SOURCE EXTRACT:
-------

The Grandmother Medicine

I’ve attended a handful of ayahuasca ceremonies. By my second time I knew that no matter what my intentions were, the medicine takes on a personality of its own. It feeds you what you need to see. Unlike other psychedelics this experience feels like having a dialogue, a conversation. It’s not contemplative, it’s interacting with an outside power. People refer to it as remembering, like you’ve always known these things.

Illustration by Roz Crews

You drink the medicine, a really thick bitter drink almost like coffee grounds, and you sit there and wait to feel something. Usually there’s a little bit of a visual hallucination, but it’s really different for everyone. My second time, I started to see some things, these fractal geometric patterns that turned into a staircase, very implied and superimposed on the room we were in, and all of the sudden I saw an old woman holding something, going up the stairs.

I tried to follow her but then she always kind of rounded a corner and wouldn’t show me what she was holding. I wanted to see it, but she wouldn’t let me. She was beckoning me in still. I had a series of reflections about my life and love and a wave of feelings. And then I ended up in this room with a guy I used to see playing with two little kids. One was a four-year-old girl, and I was there too, playing with them. We were painting the guy’s toenails together. I couldn’t tell if they were my kids or his or ours, but we were all together. And then I slowly moved away from that and it was back to this older woman, a grandmother, still holding this bundle, that I still couldn’t see but decided it was a child.

Next thing I know I feel the purging come on, and I’m on my hands and knees vomiting my brains out and that’s when my physical body fractaled out to be all these different creatures giving birth. I realized the grandmother was holding a dead child and that the whole lesson was that I will be a mother one day, and in order to have a child and fully be able to own giving birth and making life is to be totally okay with losing it.

There was a lizard, a cat, and myself, and glimpses of everything in between connected on this evolutionary chain. All of these animals gave stillbirths. The lizard had partially collapsed eggs, the cat had these bald lifeless kittens, almost warm but still cold, and I was eating the kittens. I was going through all the emotions of all of these animals. And then I was this hipster Park Slope mom, and I was feeling overcome with grief but also thinking “Oh my god. What am I going to tell my friends? There’s a baby shower planned, I took time off of work…” and then the lizard was just gyrating, vibrating. I only experienced it to the depth of each creature.

As the cat, I was hungry so I ate the kittens, but I was aware they were my failed offspring, but the emotions were definitely not as complex as the human emotions of losing something you were expecting. The lizard was more energetic like a buzzing, like something was broken, but accepting that it was broken.

They call ayahuasca the grandmother medicine. Peyote is the grandfather medicine. Peyote is very masculine, and ayahuasca is very motherly. I think it could possibly propel a man to have this experience. I think at a certain point the medicine goes beyond gender. They say the phases are like responsibility for yourself, your family, then your friends, and your world, and your ancestors, and it just keeps going. It’s about how much empathy can you have towards other things. Men and women are pretty similar on a molecular level in the grand scheme of things. A lot of the differences are learned social constructs which are very very new compared to the concept of life in general, so I think if you get deep enough, a man could have any experience.

Without having this experience, I wouldn’t think gender is as transcendent as it could be. The experience with this medicine makes me realize men and women really aren’t that different. I think a lot of the things that make us different are social constructs but my feelings are somewhat contradictory about it - because I feel strongly heterosexual myself, and so it’s not like I feel sexually ambiguous, but I don’t know how much of that is learned - it’s hard to tell. Even answering this question I come from a biased place, because I am conditioned in this gender. On an evolutionary scale though, we used to be just these cells that divide in half, fertilize themselves, etc., but down the line it became way more specialized.

-------

STUDY QUESTIONS:
A. According to the ayahuasca account, what is peyote called?
B. Repeat everything in the ayahuasca account from "I tried to follow" down to "was a child.".

Saved data entries:
-------

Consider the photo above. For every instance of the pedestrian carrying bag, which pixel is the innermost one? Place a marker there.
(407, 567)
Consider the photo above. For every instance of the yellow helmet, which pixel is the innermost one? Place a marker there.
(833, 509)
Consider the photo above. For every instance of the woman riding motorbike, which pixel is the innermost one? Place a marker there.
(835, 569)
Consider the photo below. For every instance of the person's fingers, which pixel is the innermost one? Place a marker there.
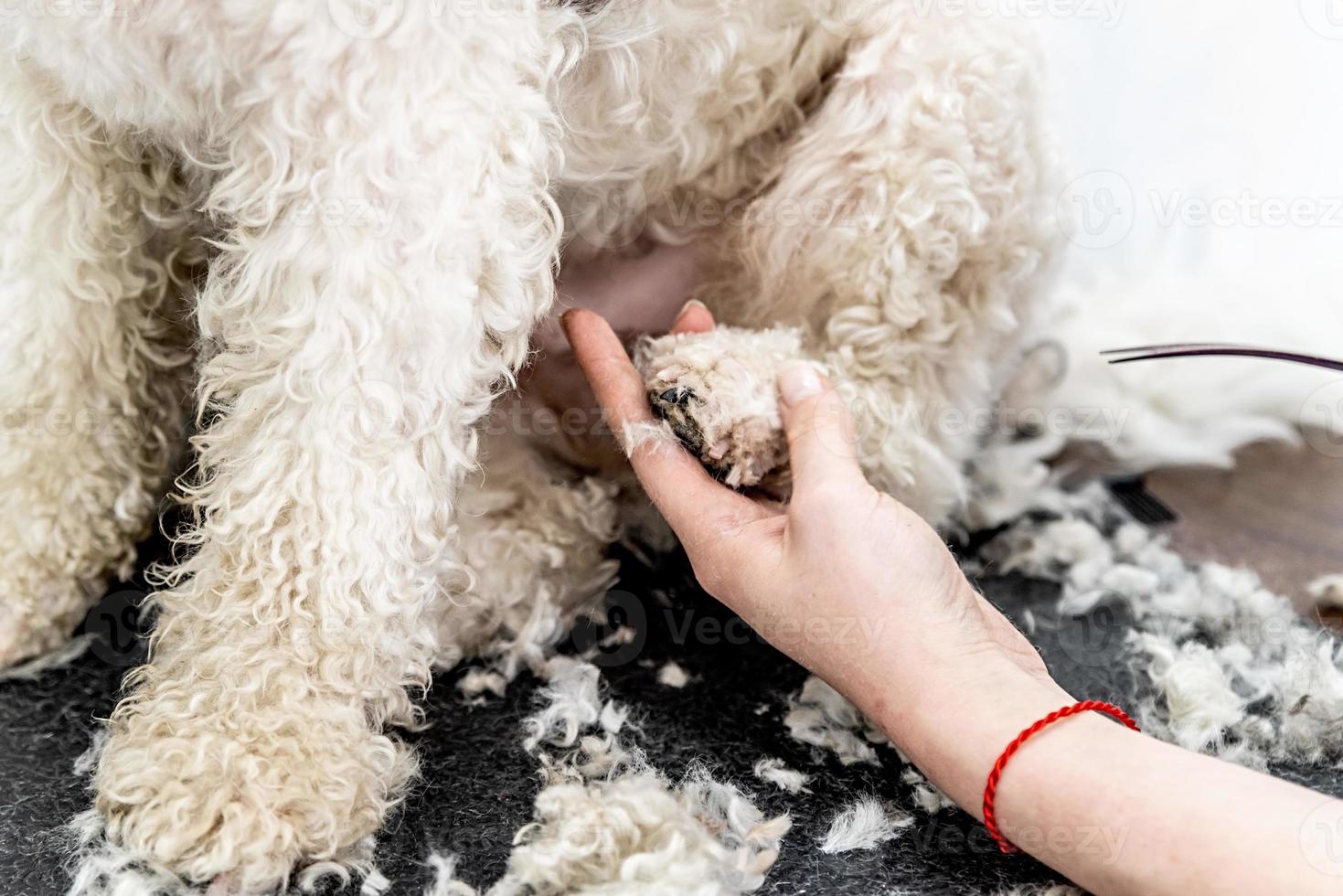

-------

ANSWERS TO THIS EXERCISE:
A. The grandfather medicine.

B.
I tried to follow her but then she always kind of rounded a corner and wouldn’t show me what she was holding. I wanted to see it, but she wouldn’t let me. She was beckoning me in still. I had a series of reflections about my life and love and a wave of feelings. And then I ended up in this room with a guy I used to see playing with two little kids. One was a four-year-old girl, and I was there too, playing with them. We were painting the guy’s toenails together. I couldn’t tell if they were my kids or his or ours, but we were all together. And then I slowly moved away from that and it was back to this older woman, a grandmother, still holding this bundle, that I still couldn’t see but decided it was a child.